Copy out all of the records below, swapping every "jockey" for "rider" and keeping everything else the same. Leave the pictures out of your answer.

Position annotation records:
--- start ---

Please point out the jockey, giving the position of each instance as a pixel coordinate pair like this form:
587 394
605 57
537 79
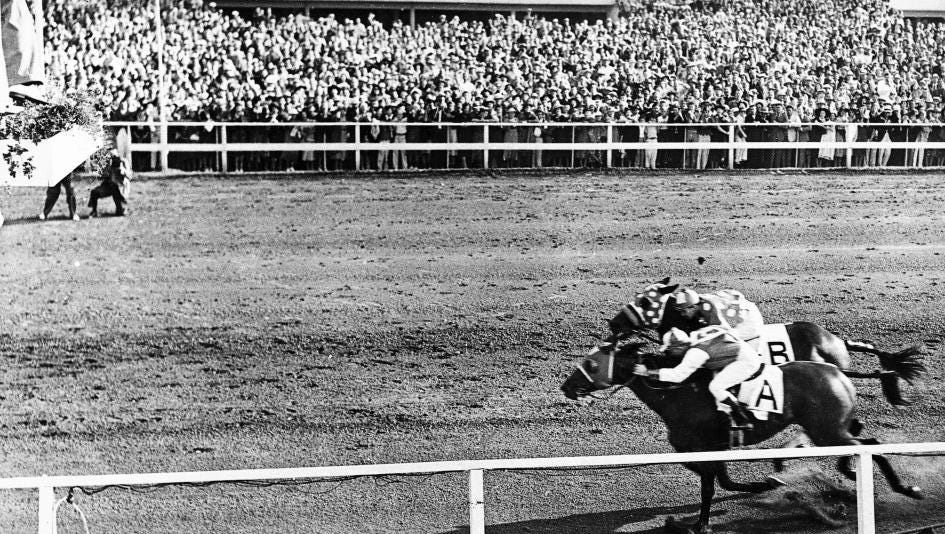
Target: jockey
727 309
699 310
717 349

--- end ---

● RESPONSE BELOW:
Please point out the rider, giving the position of each instance as a pixel coordinate pair like this form:
587 394
605 57
537 79
Target: rider
727 309
699 310
717 349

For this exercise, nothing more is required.